INSTRUCTIONS =
1: In the account of the community rehearsals, why did the dance story stress the need for a well-educated population? Answer in one to three sentences.
2: Translate this sentence from the account of the community rehearsals into Spanish: "We were working with talented but raw young people."
3: Set down the part of the account of the community rehearsals from "We spent ample" to "the world positively.", word for word.

GIVEN TEXT =
::::::::::
King Alaowei had indicated that the community Civic Centre would be the venue for the performance, and the town crier had, in the evening of our first day, gone round the community to announce to everyone that there would be both rehearsals and a performance for the community the whole week.

Excitedly, the children—both students and non-students, but all of school age—trooped to the community Civic Centre for the rehearsals. Our team of dance, drama, and poetry experts grouped the participants according to their interests and set out to work.

We were working with talented but raw young people. Spoken word rehearsals focused on creative writing, confidence building, and ability to both enunciate and articulate; and the drama rehearsals worked to create a drama sequence while building the confidence and the impersonation and stage movement skills of the actors and actresses. For the dance rehearsals, the dance movements that are in the repertoire of the community were used to create a story that centered the outcomes of an educated people. The story showed the necessity for a well educated population so that the community will not be exploited.

We spent ample time during the rehearsal period educating the participants about the importance of education and how education has impacted the world positively.
::::::::::
GIVEN DATA =
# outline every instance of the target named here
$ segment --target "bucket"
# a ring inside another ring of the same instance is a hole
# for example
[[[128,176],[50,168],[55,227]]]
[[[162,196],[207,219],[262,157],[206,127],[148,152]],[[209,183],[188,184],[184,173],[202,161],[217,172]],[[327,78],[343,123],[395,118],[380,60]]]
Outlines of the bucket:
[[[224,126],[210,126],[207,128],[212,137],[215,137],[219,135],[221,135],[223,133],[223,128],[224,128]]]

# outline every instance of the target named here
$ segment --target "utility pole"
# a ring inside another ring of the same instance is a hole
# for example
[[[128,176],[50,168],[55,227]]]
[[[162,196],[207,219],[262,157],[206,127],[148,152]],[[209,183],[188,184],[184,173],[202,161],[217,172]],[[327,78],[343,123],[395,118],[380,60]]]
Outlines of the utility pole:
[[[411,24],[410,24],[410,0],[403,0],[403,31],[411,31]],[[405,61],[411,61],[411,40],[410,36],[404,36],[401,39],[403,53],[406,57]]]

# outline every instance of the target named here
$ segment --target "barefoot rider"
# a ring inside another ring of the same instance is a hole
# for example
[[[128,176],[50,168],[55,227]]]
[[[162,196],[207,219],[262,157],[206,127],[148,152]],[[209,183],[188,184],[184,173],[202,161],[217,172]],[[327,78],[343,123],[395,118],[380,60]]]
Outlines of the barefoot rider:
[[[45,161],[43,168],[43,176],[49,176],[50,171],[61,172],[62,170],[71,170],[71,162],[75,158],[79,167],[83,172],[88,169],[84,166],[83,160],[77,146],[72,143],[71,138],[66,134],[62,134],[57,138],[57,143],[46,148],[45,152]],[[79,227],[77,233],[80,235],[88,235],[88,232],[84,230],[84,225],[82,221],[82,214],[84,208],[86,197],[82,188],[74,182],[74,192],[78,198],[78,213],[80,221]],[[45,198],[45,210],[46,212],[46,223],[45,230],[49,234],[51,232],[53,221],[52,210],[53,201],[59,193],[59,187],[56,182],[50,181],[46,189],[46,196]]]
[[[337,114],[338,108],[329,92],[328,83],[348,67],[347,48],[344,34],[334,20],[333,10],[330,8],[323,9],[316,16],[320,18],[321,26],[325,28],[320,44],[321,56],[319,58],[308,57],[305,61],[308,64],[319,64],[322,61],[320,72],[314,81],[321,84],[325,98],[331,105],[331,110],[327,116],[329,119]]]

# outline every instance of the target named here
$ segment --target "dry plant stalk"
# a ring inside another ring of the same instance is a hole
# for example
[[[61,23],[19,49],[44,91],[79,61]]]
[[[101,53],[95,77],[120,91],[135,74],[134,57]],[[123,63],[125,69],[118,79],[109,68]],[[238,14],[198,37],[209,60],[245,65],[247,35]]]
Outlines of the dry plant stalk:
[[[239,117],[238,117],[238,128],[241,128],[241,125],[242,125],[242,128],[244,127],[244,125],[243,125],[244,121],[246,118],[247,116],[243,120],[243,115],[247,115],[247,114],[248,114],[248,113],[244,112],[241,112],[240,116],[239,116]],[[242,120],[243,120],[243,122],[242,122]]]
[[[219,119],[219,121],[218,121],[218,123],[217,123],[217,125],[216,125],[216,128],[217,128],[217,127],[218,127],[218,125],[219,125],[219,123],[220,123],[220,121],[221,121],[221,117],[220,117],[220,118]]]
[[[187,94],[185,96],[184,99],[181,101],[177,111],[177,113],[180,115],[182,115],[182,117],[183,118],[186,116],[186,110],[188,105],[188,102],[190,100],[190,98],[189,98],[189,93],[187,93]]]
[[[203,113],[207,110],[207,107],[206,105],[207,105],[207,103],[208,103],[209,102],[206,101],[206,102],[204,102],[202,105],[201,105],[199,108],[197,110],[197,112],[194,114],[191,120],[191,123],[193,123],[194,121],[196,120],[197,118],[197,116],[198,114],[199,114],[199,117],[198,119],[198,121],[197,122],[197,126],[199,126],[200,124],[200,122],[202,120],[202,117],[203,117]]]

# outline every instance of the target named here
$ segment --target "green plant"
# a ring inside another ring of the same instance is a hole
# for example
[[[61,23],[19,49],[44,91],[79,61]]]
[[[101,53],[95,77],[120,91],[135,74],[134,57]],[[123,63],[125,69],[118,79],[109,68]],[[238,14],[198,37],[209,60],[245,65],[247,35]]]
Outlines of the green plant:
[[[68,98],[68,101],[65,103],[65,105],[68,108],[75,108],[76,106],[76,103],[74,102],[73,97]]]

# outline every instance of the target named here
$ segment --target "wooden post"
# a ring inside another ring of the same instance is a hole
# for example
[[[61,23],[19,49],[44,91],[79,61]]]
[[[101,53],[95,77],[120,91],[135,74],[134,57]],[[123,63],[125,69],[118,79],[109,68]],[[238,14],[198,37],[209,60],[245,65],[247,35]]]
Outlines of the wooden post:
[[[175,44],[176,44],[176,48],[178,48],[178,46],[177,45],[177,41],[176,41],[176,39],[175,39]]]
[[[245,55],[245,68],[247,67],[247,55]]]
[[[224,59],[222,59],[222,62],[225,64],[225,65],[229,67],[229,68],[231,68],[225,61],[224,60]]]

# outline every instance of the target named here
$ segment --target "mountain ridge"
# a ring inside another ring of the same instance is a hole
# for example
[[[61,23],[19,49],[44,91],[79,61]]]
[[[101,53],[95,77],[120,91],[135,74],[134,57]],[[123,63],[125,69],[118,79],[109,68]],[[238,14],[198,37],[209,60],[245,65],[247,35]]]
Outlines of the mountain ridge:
::::::::::
SOLUTIONS PER TASK =
1: The dance story stressed a well-educated population so that the community would not be exploited.

2: Trabajábamos con jóvenes talentosos pero aún sin pulir.

3:
We spent ample time during the rehearsal period educating the participants about the importance of education and how education has impacted the world positively.